ACTIVITY: Write out the listing word for word, from its start through the line containing "box: [91, 0, 206, 174]". Leave the pictures out of your copy.
(RECORDED INFORMATION)
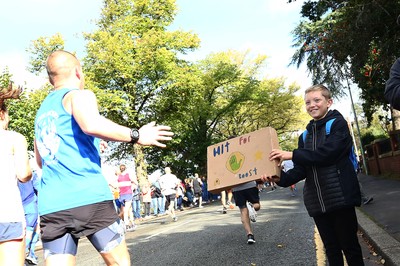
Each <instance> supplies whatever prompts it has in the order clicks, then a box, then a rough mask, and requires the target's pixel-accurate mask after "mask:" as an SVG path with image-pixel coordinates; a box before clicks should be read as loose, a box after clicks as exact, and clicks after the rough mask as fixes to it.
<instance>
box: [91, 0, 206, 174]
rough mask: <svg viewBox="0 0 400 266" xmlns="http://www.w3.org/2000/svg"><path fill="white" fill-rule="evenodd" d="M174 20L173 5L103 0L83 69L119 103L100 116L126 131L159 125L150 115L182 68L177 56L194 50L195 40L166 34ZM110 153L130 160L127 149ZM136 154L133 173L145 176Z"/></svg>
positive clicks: (177, 34)
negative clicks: (121, 127)
mask: <svg viewBox="0 0 400 266" xmlns="http://www.w3.org/2000/svg"><path fill="white" fill-rule="evenodd" d="M175 14H176V4H175V1H174V0H160V1H150V0H137V1H133V0H121V1H111V0H104V7H103V9H102V13H101V17H100V19H99V21H98V22H97V29H96V30H95V31H94V32H92V33H87V34H85V39H86V40H87V45H86V50H87V56H86V57H85V59H84V69H85V73H86V77H87V79H88V80H89V81H90V82H91V85H90V86H92V88H98V89H100V90H102V91H104V92H105V93H111V94H115V95H118V96H119V97H120V98H121V100H120V101H119V103H120V104H119V105H118V104H115V102H114V101H107V100H106V99H105V100H106V101H101V102H100V101H99V102H100V104H101V105H103V108H104V110H103V111H104V114H105V116H107V117H109V118H111V119H112V120H114V121H116V122H117V123H120V124H123V125H126V126H129V127H139V126H140V125H142V124H145V123H148V122H150V121H152V120H156V121H157V122H160V123H163V122H164V121H163V120H161V119H160V118H159V117H156V116H155V115H154V110H153V108H154V101H155V100H156V99H157V98H158V97H159V95H160V94H161V93H162V91H163V90H165V89H166V88H168V87H170V86H172V84H174V83H175V82H176V77H175V75H176V73H180V72H182V69H184V68H185V67H186V66H187V63H186V62H185V61H183V60H181V59H179V54H180V53H186V52H188V51H190V50H192V49H195V48H196V47H197V46H198V44H199V39H198V38H197V36H196V35H194V34H191V33H186V32H182V31H168V30H167V28H168V26H169V25H170V24H171V23H172V21H173V19H174V17H175ZM114 99H115V98H114ZM115 107H118V108H115ZM149 150H151V148H149ZM115 151H116V152H115V154H114V156H115V157H119V158H120V157H127V156H131V154H132V146H131V145H126V144H121V145H116V146H115ZM141 152H142V149H136V148H135V154H136V155H137V159H139V158H140V160H136V163H137V172H138V173H143V175H144V174H145V172H146V169H145V167H146V165H145V161H144V156H143V154H141ZM158 165H159V163H158Z"/></svg>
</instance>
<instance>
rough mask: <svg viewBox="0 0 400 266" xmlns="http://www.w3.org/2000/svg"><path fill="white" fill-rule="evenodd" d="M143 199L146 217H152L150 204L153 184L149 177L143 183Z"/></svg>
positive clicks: (144, 217) (142, 189)
mask: <svg viewBox="0 0 400 266" xmlns="http://www.w3.org/2000/svg"><path fill="white" fill-rule="evenodd" d="M141 191H142V192H141V193H142V199H143V205H144V218H145V219H148V218H150V215H151V212H150V205H151V184H150V181H149V179H148V178H146V179H145V180H144V182H143V184H142V189H141Z"/></svg>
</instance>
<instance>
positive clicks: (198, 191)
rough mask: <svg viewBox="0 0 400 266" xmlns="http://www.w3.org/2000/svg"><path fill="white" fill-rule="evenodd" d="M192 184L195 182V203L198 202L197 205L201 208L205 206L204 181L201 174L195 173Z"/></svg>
mask: <svg viewBox="0 0 400 266" xmlns="http://www.w3.org/2000/svg"><path fill="white" fill-rule="evenodd" d="M192 184H193V192H194V200H193V201H194V204H195V205H196V203H197V204H198V205H197V206H198V207H199V208H203V205H202V203H203V189H202V187H203V182H202V181H201V179H200V177H199V174H197V173H196V174H194V177H193V180H192Z"/></svg>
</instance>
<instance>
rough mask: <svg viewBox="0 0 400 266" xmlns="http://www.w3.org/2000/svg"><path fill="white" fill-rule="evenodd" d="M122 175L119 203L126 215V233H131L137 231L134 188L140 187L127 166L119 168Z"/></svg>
mask: <svg viewBox="0 0 400 266" xmlns="http://www.w3.org/2000/svg"><path fill="white" fill-rule="evenodd" d="M119 170H120V174H119V175H118V187H119V202H120V204H121V209H122V213H123V214H124V222H125V227H126V231H128V232H131V231H135V230H136V225H135V220H134V217H133V208H132V201H133V191H132V189H133V188H135V189H136V188H137V187H138V183H137V181H136V178H134V177H133V174H131V173H129V172H128V171H127V169H126V165H125V164H120V166H119Z"/></svg>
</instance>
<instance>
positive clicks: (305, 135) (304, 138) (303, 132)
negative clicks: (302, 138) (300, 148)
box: [302, 129, 308, 145]
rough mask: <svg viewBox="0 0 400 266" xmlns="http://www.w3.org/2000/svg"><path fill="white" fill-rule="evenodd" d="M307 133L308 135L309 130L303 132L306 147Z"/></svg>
mask: <svg viewBox="0 0 400 266" xmlns="http://www.w3.org/2000/svg"><path fill="white" fill-rule="evenodd" d="M307 133H308V131H307V129H306V130H304V132H303V134H302V137H303V145H304V143H306V137H307Z"/></svg>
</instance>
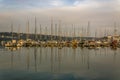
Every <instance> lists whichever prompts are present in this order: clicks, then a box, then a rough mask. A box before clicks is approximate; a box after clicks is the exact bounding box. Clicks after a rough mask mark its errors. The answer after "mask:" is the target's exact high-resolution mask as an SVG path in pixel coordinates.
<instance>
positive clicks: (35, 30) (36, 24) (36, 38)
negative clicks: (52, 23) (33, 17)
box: [35, 17, 37, 40]
mask: <svg viewBox="0 0 120 80" xmlns="http://www.w3.org/2000/svg"><path fill="white" fill-rule="evenodd" d="M35 40H37V20H36V17H35Z"/></svg>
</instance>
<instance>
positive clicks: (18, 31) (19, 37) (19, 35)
mask: <svg viewBox="0 0 120 80" xmlns="http://www.w3.org/2000/svg"><path fill="white" fill-rule="evenodd" d="M18 39H19V40H20V24H19V26H18Z"/></svg>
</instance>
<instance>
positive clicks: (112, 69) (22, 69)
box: [0, 47, 120, 80]
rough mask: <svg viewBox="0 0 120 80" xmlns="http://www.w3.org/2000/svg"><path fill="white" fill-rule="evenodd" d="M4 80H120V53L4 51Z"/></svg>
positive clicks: (35, 48)
mask: <svg viewBox="0 0 120 80" xmlns="http://www.w3.org/2000/svg"><path fill="white" fill-rule="evenodd" d="M0 80H120V49H117V50H111V49H109V48H100V49H91V50H90V49H87V48H83V49H81V48H77V49H72V48H63V49H58V48H34V47H33V48H19V49H17V50H15V48H14V49H12V48H10V49H8V48H0Z"/></svg>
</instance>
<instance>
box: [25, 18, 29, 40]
mask: <svg viewBox="0 0 120 80" xmlns="http://www.w3.org/2000/svg"><path fill="white" fill-rule="evenodd" d="M26 39H29V20H28V22H27V38H26Z"/></svg>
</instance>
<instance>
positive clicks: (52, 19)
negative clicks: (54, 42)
mask: <svg viewBox="0 0 120 80" xmlns="http://www.w3.org/2000/svg"><path fill="white" fill-rule="evenodd" d="M52 36H53V18H51V41H52V40H53V37H52Z"/></svg>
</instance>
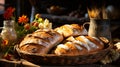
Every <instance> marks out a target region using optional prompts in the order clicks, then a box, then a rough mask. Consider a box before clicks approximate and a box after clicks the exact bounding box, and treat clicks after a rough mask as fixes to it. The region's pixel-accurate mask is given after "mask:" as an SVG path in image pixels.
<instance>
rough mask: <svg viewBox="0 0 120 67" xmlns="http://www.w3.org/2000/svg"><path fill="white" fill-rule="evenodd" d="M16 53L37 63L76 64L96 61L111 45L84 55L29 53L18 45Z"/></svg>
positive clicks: (86, 63)
mask: <svg viewBox="0 0 120 67" xmlns="http://www.w3.org/2000/svg"><path fill="white" fill-rule="evenodd" d="M15 49H16V51H17V52H18V54H19V55H20V56H21V57H22V58H23V59H25V60H28V61H29V62H32V63H34V64H37V65H77V64H92V63H96V62H98V61H99V60H101V59H102V58H104V57H105V56H106V55H107V54H109V53H110V49H111V46H109V45H108V46H107V47H106V48H105V49H103V50H101V51H99V52H95V53H93V54H86V55H60V56H58V55H55V54H45V55H38V54H30V53H26V52H24V51H21V50H19V47H18V45H16V46H15Z"/></svg>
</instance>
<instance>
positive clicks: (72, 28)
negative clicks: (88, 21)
mask: <svg viewBox="0 0 120 67" xmlns="http://www.w3.org/2000/svg"><path fill="white" fill-rule="evenodd" d="M54 30H55V31H57V32H58V33H60V34H62V35H63V36H64V37H69V36H78V35H87V34H88V33H87V30H86V29H85V28H84V27H83V26H82V25H81V26H80V25H78V24H65V25H63V26H60V27H57V28H55V29H54Z"/></svg>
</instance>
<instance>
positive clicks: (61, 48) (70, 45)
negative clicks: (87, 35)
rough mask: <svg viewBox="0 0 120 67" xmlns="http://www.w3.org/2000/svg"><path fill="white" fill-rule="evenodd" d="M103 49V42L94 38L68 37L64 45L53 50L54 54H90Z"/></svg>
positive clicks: (81, 54)
mask: <svg viewBox="0 0 120 67" xmlns="http://www.w3.org/2000/svg"><path fill="white" fill-rule="evenodd" d="M103 48H104V45H103V42H102V41H100V40H99V39H98V38H96V37H89V36H77V37H73V36H71V37H68V38H67V39H66V42H65V43H64V44H59V45H58V46H57V48H56V49H55V51H54V52H55V54H57V55H62V54H72V55H76V54H80V55H84V54H90V53H93V52H96V51H99V50H101V49H103Z"/></svg>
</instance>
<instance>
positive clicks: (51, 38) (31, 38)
mask: <svg viewBox="0 0 120 67" xmlns="http://www.w3.org/2000/svg"><path fill="white" fill-rule="evenodd" d="M62 40H63V36H62V35H61V34H59V33H57V32H55V31H53V30H47V29H46V30H45V29H44V30H41V29H39V30H37V31H35V32H34V33H32V34H28V35H27V36H26V37H25V38H24V39H23V40H22V41H21V43H20V45H19V47H20V50H23V51H25V52H28V53H38V54H47V53H48V52H49V51H50V49H51V48H52V47H54V46H55V45H56V44H58V43H60V42H61V41H62Z"/></svg>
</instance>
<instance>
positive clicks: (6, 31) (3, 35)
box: [1, 20, 17, 42]
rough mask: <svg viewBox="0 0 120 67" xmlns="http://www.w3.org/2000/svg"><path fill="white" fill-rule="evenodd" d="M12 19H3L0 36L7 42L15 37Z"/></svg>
mask: <svg viewBox="0 0 120 67" xmlns="http://www.w3.org/2000/svg"><path fill="white" fill-rule="evenodd" d="M14 23H15V21H14V20H4V21H3V28H2V31H1V37H2V39H4V40H8V42H14V41H15V40H16V39H17V34H16V31H15V27H14Z"/></svg>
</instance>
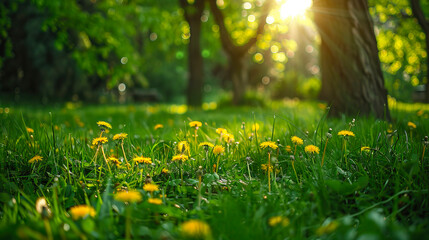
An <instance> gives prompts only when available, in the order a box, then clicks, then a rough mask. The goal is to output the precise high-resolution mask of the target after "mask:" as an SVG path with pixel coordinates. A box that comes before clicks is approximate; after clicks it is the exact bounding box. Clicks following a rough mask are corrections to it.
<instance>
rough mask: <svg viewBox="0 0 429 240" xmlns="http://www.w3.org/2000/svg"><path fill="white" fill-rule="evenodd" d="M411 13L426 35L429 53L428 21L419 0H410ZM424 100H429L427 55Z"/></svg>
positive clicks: (428, 88)
mask: <svg viewBox="0 0 429 240" xmlns="http://www.w3.org/2000/svg"><path fill="white" fill-rule="evenodd" d="M410 2H411V9H412V10H413V15H414V17H415V18H416V19H417V21H418V23H419V25H420V27H421V28H422V30H423V33H424V34H425V36H426V38H425V39H426V53H429V21H428V20H427V19H426V17H425V15H424V13H423V10H422V8H421V5H420V0H410ZM425 100H426V102H429V57H426V92H425Z"/></svg>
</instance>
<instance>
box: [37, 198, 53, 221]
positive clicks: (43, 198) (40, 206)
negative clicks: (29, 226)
mask: <svg viewBox="0 0 429 240" xmlns="http://www.w3.org/2000/svg"><path fill="white" fill-rule="evenodd" d="M36 211H37V212H38V213H39V214H40V215H41V216H42V218H43V219H49V218H51V216H52V212H51V209H50V208H49V207H48V203H47V202H46V199H45V198H44V197H40V198H38V199H37V200H36Z"/></svg>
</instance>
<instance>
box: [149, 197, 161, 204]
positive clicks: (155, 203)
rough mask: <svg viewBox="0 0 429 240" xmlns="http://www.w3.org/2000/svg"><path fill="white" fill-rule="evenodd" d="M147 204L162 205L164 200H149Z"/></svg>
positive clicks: (150, 199) (156, 198)
mask: <svg viewBox="0 0 429 240" xmlns="http://www.w3.org/2000/svg"><path fill="white" fill-rule="evenodd" d="M147 202H148V203H150V204H155V205H161V204H162V199H160V198H149V199H148V200H147Z"/></svg>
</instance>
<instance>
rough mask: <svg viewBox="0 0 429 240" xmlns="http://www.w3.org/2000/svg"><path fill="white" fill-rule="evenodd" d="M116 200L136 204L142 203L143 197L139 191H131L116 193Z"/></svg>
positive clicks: (121, 201) (115, 196) (122, 201)
mask: <svg viewBox="0 0 429 240" xmlns="http://www.w3.org/2000/svg"><path fill="white" fill-rule="evenodd" d="M114 198H115V200H116V201H121V202H128V203H134V202H140V201H141V200H142V195H141V193H140V192H138V191H135V190H129V191H128V192H125V191H124V192H118V193H116V194H115V196H114Z"/></svg>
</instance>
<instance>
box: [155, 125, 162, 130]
(End RECORDED INFORMATION)
RESULT OF THE TASK:
Each <instance> supplies whatever prompts it has in the order clicks, then a box, then a rough mask, and requires the target's pixel-accurate mask after "mask:" as an SVG path with image-pixel coordinates; a box before clicks should be read as loose, a box after clicks as exact, and clicks after the rough mask as fixes to it.
<instance>
box: [91, 0, 206, 174]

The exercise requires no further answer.